PROBLEM REQUIREMENTS ::
Please set down the line that contains "Phrase: small rectangular window" and every line below it through the last, exactly as written, with no other lines.

DATA SECTION ::
*** Block opens ***

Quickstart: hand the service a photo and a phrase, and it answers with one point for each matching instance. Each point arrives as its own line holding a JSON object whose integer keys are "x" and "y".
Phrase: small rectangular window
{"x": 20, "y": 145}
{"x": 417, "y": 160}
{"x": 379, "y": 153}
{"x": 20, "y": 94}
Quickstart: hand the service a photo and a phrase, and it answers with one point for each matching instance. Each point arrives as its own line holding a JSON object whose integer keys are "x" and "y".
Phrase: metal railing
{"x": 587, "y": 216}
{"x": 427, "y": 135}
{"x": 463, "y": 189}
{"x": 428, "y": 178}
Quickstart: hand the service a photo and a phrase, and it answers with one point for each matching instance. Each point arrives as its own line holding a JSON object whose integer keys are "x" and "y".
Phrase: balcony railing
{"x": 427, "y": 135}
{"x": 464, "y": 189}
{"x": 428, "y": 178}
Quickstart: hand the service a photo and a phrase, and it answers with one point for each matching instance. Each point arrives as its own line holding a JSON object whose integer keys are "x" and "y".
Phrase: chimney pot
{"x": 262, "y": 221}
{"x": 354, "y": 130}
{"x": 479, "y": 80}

*** Block closes ***

ANSWER SECTION ::
Phrase: small rectangular window
{"x": 20, "y": 145}
{"x": 417, "y": 160}
{"x": 379, "y": 153}
{"x": 20, "y": 94}
Quickstart: hand the service a photo and a phrase, and it answers with one point for each matching instance. Each point arrives as its own line holding a JSON object whose integer keys are "x" and "y".
Phrase: metal railing
{"x": 587, "y": 216}
{"x": 427, "y": 135}
{"x": 463, "y": 189}
{"x": 428, "y": 178}
Quickstart: hand the service a photo and a phrase, and it answers with one point for each matching instance. Each point arrives as its own line holding a JSON object whose integer keys are "x" and "y".
Phrase: balcony railing
{"x": 427, "y": 135}
{"x": 464, "y": 189}
{"x": 428, "y": 178}
Quickstart: hand the service a photo and a phrase, and it answers with one point for each matching instance. Each point arrives as its own line holding a JSON object whose integer keys are "x" and "y".
Phrase: chimney pot
{"x": 262, "y": 221}
{"x": 354, "y": 130}
{"x": 479, "y": 80}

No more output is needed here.